What to work on | Look below for the line containing "box: [236, 105, 260, 134]"; from there through the line containing "negative clicks: (35, 224)", both lines included, please set down each line exactly and nothing else.

━━━━━ Dataset records

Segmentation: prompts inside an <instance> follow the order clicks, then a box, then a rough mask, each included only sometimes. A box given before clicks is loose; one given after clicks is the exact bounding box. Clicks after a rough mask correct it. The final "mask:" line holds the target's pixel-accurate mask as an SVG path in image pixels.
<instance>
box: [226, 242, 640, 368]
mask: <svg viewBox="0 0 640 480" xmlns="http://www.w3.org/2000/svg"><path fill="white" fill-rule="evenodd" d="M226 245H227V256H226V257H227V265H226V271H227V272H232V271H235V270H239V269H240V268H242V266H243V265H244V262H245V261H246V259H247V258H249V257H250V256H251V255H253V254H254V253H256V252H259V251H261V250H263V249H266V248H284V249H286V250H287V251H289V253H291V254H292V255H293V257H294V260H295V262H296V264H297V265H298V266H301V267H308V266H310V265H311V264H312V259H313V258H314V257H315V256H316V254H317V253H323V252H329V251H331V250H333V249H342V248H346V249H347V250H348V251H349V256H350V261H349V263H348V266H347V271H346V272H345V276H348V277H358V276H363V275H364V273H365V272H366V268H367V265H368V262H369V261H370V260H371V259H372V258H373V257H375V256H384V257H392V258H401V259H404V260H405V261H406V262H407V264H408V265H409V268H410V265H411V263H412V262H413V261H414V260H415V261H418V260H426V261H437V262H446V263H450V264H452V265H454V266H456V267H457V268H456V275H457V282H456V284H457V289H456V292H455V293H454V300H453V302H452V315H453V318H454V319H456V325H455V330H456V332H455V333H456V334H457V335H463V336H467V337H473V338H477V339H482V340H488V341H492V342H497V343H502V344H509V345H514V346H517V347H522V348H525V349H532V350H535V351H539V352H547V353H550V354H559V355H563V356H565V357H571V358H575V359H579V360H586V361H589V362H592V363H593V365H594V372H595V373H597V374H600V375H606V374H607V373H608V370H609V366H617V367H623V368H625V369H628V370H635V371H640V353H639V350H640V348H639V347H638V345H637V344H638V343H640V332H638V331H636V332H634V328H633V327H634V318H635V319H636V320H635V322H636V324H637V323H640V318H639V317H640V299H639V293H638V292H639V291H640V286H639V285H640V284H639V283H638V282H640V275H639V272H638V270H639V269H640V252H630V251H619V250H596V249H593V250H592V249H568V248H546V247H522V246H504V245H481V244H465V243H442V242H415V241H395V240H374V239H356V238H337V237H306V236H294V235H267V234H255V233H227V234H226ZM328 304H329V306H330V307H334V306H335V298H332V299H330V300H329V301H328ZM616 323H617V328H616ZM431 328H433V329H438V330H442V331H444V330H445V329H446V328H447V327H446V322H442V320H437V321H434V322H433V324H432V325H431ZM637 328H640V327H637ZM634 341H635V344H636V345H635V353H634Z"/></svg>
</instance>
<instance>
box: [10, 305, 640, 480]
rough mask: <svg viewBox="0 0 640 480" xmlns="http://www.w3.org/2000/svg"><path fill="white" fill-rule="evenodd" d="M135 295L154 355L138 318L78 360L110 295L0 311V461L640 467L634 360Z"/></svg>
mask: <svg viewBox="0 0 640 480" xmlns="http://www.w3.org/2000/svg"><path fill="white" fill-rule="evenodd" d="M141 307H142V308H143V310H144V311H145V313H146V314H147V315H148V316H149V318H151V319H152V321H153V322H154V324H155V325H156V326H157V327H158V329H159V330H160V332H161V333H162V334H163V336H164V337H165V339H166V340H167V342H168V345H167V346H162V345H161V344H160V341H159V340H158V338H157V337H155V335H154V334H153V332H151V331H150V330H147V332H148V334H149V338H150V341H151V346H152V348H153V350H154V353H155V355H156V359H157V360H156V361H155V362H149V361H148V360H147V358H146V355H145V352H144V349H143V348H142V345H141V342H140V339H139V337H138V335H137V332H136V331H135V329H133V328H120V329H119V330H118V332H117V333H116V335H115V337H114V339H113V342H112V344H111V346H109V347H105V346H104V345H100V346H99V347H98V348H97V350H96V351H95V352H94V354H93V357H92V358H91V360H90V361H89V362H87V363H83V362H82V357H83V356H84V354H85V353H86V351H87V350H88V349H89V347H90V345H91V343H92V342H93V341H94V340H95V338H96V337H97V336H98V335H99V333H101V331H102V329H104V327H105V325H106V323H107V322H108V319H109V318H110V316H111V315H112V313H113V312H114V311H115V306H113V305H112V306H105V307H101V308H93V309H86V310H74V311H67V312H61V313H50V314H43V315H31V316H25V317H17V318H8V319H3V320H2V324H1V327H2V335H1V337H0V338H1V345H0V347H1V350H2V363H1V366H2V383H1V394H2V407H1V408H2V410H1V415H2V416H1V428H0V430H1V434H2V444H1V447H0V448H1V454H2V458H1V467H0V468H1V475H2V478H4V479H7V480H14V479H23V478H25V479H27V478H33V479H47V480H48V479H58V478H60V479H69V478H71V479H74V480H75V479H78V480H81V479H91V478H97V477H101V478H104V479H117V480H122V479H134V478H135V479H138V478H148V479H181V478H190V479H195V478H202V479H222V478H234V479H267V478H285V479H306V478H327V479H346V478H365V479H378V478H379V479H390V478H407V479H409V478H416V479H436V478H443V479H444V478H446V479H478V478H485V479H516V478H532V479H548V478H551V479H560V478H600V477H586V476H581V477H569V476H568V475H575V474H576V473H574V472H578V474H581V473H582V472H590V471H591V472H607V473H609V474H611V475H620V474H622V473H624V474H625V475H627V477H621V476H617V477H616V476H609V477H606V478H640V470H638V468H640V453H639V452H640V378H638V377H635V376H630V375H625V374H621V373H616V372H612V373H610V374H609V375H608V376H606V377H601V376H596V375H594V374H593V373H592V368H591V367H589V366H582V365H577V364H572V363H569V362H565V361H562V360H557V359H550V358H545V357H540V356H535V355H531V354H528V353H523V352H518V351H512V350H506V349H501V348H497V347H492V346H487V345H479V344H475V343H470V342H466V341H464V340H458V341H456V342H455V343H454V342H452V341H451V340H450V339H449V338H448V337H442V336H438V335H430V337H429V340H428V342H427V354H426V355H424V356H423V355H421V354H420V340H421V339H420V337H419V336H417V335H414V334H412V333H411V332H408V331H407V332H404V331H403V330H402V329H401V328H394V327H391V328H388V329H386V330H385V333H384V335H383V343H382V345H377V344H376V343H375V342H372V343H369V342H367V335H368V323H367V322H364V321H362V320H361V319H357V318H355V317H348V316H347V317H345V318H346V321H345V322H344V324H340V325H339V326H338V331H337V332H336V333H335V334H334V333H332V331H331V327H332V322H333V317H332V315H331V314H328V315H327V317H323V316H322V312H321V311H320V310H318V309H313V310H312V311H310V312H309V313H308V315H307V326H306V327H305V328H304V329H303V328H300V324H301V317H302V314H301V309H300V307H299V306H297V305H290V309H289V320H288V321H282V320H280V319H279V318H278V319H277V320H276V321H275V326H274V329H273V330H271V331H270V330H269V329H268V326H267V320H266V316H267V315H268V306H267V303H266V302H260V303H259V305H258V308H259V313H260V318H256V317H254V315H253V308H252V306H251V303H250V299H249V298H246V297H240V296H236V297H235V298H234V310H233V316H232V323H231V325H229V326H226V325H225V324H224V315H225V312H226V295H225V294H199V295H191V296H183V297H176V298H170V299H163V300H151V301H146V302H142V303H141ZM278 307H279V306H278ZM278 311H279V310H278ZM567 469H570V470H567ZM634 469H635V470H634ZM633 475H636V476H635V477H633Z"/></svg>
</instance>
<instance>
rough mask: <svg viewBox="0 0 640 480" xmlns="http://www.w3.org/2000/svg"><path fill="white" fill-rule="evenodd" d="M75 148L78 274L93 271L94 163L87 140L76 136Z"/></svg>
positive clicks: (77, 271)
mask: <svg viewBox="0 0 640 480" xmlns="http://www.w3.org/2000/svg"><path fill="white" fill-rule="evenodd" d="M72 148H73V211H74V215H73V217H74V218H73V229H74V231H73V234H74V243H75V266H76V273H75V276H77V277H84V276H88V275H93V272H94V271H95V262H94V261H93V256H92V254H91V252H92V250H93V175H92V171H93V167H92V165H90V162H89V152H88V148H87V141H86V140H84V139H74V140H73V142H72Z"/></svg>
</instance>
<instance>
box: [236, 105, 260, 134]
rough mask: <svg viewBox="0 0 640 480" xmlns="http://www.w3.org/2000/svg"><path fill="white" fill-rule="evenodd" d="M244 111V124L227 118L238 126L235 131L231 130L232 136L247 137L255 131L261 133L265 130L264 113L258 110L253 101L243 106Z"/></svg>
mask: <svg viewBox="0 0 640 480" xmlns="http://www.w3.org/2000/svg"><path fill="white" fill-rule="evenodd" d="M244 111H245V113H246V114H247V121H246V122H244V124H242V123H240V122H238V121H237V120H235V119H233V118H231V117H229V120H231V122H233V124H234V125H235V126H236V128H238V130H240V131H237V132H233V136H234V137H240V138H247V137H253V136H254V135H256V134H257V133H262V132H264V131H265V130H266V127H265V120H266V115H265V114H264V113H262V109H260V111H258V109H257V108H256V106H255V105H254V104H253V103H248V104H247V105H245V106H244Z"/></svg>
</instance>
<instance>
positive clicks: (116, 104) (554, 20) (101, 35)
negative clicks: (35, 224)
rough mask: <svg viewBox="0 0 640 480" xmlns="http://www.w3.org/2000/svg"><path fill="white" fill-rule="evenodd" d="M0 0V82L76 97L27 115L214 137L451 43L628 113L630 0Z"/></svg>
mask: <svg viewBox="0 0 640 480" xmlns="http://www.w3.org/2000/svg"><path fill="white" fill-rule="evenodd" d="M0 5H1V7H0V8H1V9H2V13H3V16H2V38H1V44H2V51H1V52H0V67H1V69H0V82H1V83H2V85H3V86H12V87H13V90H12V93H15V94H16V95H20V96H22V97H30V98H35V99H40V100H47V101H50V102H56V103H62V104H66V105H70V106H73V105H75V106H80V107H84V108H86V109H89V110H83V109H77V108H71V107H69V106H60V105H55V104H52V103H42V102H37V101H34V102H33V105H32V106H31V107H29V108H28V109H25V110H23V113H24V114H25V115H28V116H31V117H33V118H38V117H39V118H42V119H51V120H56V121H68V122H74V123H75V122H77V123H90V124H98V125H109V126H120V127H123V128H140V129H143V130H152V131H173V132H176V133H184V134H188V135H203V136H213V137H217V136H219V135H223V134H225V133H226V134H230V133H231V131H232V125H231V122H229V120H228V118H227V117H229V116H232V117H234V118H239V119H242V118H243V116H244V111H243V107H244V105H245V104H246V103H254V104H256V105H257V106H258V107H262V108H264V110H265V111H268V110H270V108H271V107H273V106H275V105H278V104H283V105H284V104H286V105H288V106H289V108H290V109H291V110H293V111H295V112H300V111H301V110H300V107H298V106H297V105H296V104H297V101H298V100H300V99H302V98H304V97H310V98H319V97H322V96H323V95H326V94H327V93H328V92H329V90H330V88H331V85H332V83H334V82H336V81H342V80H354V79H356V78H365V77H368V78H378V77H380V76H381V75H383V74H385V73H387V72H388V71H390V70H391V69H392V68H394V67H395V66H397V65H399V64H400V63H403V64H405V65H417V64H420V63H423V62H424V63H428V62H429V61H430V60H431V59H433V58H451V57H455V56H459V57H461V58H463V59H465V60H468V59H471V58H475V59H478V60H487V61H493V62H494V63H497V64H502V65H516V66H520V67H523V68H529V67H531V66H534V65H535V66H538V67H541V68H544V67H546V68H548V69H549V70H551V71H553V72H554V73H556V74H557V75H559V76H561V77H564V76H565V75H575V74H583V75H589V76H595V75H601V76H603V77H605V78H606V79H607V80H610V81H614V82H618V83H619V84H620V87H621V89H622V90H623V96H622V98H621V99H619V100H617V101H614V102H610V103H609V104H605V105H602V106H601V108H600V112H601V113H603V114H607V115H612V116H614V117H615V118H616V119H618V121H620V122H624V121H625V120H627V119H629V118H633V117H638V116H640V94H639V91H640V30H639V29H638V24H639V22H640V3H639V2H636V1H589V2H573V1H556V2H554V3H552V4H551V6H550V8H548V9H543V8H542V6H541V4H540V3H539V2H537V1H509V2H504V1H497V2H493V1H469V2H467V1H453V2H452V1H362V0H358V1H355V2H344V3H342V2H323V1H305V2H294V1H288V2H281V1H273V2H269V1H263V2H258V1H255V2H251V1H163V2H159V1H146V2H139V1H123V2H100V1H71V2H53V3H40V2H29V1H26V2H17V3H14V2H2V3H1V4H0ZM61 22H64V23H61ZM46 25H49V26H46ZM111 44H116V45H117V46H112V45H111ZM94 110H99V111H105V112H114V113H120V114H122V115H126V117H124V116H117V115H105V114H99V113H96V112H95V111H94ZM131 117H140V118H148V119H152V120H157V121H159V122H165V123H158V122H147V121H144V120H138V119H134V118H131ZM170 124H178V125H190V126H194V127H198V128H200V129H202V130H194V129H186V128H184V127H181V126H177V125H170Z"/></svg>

━━━━━━━━━━

The completed task |
box: [236, 105, 260, 134]
rough mask: <svg viewBox="0 0 640 480" xmlns="http://www.w3.org/2000/svg"><path fill="white" fill-rule="evenodd" d="M244 111V124L227 118L238 126L235 131L231 130L232 136L247 137L255 131L261 133L265 130L264 113L258 110L253 101L243 106Z"/></svg>
mask: <svg viewBox="0 0 640 480" xmlns="http://www.w3.org/2000/svg"><path fill="white" fill-rule="evenodd" d="M244 111H245V113H246V114H247V121H246V122H244V124H242V123H240V122H238V121H237V120H235V119H233V118H231V117H229V120H231V122H233V124H234V125H235V126H236V128H238V130H240V131H237V132H233V136H234V137H240V138H247V137H253V136H254V135H256V134H257V133H262V132H264V131H265V130H266V127H265V120H266V115H265V114H264V113H262V109H260V111H258V109H257V108H256V106H255V105H254V104H253V103H248V104H247V105H245V106H244Z"/></svg>
</instance>
<instance>
positive clicks: (116, 104) (554, 20) (101, 35)
negative clicks: (35, 224)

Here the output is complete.